:: Exercise goal ::
Please gather every line in the listing below that contains the word "large", with case counting, and copy each line in full.

:: Supplied entries ::
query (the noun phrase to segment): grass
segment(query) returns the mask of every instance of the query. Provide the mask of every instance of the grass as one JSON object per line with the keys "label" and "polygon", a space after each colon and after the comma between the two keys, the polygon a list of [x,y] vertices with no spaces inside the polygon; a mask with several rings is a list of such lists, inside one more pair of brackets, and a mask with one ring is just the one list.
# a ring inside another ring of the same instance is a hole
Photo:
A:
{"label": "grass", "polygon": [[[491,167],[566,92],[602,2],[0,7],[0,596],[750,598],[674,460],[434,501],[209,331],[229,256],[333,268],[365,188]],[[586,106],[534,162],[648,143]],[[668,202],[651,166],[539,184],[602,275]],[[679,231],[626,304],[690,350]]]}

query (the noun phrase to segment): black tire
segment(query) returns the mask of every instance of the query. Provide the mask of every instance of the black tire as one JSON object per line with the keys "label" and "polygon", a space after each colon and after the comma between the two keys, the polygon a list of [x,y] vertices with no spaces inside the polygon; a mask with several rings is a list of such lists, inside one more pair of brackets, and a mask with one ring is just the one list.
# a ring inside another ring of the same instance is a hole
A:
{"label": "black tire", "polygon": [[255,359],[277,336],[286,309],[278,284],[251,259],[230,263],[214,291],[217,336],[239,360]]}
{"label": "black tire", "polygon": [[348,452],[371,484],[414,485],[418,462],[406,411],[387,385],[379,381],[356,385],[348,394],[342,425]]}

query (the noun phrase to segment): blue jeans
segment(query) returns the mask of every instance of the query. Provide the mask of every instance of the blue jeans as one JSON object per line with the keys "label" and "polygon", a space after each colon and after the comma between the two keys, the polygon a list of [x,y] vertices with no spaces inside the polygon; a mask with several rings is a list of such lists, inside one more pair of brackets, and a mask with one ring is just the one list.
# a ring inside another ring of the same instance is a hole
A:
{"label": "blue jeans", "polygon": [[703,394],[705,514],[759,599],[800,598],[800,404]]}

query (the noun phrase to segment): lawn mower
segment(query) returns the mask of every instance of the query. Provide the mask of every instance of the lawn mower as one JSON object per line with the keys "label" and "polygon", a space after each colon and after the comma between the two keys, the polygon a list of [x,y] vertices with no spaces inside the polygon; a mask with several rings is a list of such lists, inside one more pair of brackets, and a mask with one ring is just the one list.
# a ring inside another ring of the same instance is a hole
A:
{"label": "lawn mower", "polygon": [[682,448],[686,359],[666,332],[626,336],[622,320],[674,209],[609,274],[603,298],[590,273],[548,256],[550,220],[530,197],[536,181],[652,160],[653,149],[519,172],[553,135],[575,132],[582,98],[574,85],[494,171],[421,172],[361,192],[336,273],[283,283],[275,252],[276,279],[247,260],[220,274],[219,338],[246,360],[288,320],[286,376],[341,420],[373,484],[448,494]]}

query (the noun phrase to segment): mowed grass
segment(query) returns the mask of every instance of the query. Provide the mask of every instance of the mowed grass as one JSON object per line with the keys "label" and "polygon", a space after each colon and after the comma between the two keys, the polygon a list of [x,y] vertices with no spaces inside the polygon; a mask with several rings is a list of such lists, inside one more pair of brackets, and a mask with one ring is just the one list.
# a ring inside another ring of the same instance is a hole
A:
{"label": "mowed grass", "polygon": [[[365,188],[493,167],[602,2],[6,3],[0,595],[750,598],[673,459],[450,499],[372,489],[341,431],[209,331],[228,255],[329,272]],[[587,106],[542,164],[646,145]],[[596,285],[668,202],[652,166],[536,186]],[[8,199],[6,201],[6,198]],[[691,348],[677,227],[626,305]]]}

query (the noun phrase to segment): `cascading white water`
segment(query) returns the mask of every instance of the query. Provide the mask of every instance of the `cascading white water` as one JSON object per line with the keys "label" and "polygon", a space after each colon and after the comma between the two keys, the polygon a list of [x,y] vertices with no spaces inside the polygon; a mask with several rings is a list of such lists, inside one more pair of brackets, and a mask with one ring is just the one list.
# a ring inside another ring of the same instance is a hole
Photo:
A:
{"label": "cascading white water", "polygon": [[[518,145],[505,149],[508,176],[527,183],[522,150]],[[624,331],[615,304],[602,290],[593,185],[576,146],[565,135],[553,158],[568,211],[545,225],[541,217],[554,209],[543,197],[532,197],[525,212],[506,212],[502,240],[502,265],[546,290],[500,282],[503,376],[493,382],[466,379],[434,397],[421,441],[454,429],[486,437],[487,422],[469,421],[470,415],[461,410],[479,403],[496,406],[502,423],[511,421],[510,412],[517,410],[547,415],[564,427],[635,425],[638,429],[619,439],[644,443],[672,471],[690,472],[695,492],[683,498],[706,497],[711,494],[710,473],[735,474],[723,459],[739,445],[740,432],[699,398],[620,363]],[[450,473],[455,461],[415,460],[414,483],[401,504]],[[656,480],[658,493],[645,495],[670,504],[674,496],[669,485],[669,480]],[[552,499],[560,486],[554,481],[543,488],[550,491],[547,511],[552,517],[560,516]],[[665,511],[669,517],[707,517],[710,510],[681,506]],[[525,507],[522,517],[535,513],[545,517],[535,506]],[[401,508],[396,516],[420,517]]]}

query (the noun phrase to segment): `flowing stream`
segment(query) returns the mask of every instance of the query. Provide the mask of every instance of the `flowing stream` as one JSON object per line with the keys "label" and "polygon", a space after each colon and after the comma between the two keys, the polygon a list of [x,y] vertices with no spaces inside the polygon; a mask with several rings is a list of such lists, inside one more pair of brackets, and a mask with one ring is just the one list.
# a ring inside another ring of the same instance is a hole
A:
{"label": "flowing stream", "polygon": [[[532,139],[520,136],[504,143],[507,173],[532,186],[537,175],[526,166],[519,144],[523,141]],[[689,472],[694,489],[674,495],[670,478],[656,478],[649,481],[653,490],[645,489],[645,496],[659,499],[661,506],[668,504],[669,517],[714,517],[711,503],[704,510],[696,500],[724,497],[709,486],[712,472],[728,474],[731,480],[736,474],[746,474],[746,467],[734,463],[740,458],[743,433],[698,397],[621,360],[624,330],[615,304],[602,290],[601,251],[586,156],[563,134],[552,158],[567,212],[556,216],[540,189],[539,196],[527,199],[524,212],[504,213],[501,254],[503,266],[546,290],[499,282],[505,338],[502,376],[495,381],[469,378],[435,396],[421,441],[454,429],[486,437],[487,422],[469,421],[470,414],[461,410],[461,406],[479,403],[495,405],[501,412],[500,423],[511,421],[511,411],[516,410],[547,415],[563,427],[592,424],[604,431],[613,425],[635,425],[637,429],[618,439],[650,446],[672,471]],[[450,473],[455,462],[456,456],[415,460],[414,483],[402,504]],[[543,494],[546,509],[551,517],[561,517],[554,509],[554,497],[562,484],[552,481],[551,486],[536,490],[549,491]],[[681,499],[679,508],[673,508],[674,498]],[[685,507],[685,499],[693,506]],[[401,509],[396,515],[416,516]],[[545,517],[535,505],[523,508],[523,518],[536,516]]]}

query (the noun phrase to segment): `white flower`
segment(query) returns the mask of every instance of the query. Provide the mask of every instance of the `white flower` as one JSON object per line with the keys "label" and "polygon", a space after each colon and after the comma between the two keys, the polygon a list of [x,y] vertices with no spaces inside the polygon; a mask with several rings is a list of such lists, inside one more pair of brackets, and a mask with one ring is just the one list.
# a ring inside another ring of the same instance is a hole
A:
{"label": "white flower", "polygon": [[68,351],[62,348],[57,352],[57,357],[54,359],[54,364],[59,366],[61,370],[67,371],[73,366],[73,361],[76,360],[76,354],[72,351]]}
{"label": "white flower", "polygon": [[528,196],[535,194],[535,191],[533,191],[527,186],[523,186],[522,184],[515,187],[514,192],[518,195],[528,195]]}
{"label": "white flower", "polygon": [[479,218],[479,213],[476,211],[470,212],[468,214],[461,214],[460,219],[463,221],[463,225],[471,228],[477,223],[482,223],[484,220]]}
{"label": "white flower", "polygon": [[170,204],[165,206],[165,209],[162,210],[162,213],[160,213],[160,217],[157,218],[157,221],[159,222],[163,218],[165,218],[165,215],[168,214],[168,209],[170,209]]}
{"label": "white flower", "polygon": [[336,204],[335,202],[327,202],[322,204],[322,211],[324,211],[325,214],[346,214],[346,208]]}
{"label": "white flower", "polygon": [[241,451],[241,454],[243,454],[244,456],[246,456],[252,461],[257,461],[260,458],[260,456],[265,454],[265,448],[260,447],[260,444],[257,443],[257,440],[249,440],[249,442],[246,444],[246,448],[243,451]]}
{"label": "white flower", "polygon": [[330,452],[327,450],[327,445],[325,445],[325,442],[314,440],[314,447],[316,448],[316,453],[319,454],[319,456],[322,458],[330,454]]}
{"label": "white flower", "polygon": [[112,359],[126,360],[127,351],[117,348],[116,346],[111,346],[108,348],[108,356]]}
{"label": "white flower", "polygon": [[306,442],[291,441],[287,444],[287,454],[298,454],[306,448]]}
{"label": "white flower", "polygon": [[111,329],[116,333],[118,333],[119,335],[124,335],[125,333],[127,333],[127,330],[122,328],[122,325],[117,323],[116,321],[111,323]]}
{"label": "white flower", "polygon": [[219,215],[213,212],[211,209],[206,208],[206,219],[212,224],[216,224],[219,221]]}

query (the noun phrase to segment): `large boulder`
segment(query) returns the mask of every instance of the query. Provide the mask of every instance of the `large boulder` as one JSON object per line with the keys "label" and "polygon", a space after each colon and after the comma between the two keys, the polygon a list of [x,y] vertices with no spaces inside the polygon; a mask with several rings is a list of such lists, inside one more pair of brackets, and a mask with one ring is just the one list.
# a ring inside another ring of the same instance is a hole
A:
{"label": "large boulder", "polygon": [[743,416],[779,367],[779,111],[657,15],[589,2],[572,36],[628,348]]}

:: Task output ::
query (the noun phrase to segment): `large boulder`
segment(query) returns the mask of every instance of the query. Provide the mask of every instance of the `large boulder` as one JSON object per line with the keys "label" and "polygon", a space after each colon and after the comma between the two keys, the polygon a list of [x,y] vertices with no spaces inside the polygon; a mask with several rings is a list of such lists, inside one more pair of brackets, and a mask with one ring is just the one list.
{"label": "large boulder", "polygon": [[743,416],[779,367],[779,111],[657,15],[589,2],[572,36],[628,348]]}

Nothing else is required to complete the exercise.